# Exercise text
In the travel planning module, the system begins by parsing the user’s high-level request—such as destination, dates, and budget—and generates an initial itinerary skeleton. This is followed by injecting personalized constraints, such as hotel star ratings or dining preferences, which are mapped to specific tool calls like query_hotel_info or recommend_around_restaurants. The final stage incorporates environmental constraints, such as flight availability or attraction opening hours, retrieved from external databases. The agent trajectory shown in the diagram illustrates how tool invocations are chained to populate the plan, ensuring all entities—flights, hotels, attractions—are sourced exclusively from tool outputs without fabrication.
For shopping planning, the framework similarly initiates with a base skeleton derived from product categories and budget. Personalized constraints—such as brand, size, or rating thresholds—are then injected, triggering targeted product searches via tools like search_products. The environment constraint phase integrates user profile data, such as available coupons, and evaluates combinations against pricing logic. The system enforces strict coupon application rules: cross-store coupons apply to the entire cart total, while same-brand coupons are scoped to individual brand subtotals. Stacking is permitted only if each coupon’s threshold is met post-discount, and the final selection is the combination yielding the absolute minimum price within budget.

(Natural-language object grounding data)
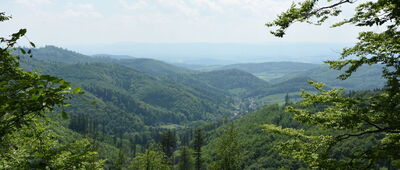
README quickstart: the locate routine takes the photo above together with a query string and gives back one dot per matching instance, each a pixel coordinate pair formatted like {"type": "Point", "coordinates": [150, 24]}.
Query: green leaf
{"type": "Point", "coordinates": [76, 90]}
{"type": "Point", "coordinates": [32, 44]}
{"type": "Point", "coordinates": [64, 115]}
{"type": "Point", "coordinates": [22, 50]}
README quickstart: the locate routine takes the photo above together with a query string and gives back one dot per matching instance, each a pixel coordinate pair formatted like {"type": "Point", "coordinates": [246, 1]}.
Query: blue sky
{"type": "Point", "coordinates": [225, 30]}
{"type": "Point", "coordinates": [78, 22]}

==

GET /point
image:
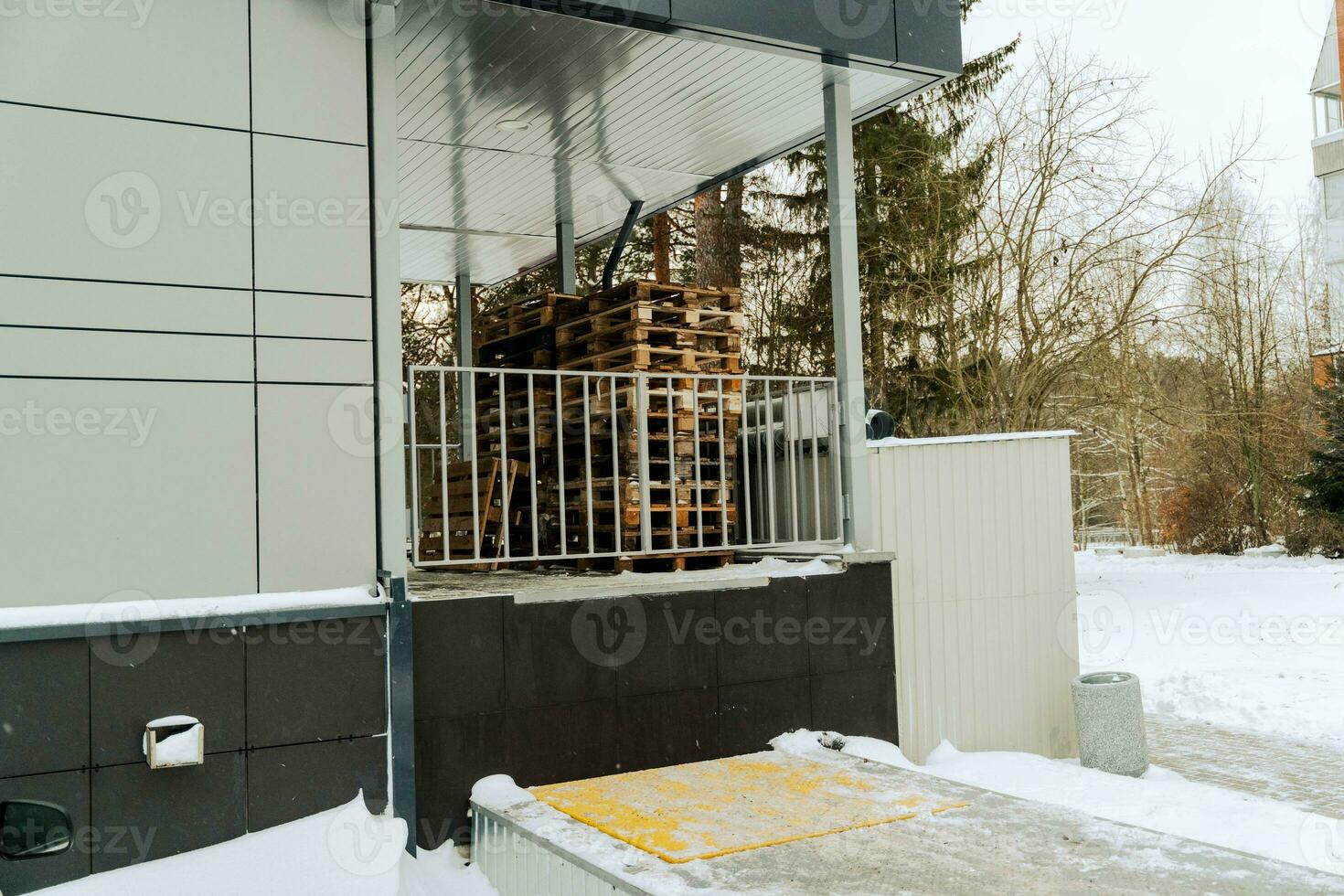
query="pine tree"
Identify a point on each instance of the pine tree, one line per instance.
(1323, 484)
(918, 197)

# Things to do
#1 Answer these from the text on travel and shopping planning:
(a) Which tool calls are personalized travel constraints mapped to?
(b) In shopping planning, what do same-brand coupons apply to?
(c) Under what condition is coupon stacking permitted?
#2 Output everything in the text on travel and shopping planning from "For shopping planning, the" down to "price within budget.", copied word for word.

# Per-task answers
#1
(a) query_hotel_info and recommend_around_restaurants
(b) Individual brand subtotals
(c) Only if each coupon's threshold is met post-discount

#2
For shopping planning, the framework similarly initiates with a base skeleton derived from product categories and budget. Personalized constraints—such as brand, size, or rating thresholds—are then injected, triggering targeted product searches via tools like search_products. The environment constraint phase integrates user profile data, such as available coupons, and evaluates combinations against pricing logic. The system enforces strict coupon application rules: cross-store coupons apply to the entire cart total, while same-brand coupons are scoped to individual brand subtotals. Stacking is permitted only if each coupon’s threshold is met post-discount, and the final selection is the combination yielding the absolute minimum price within budget.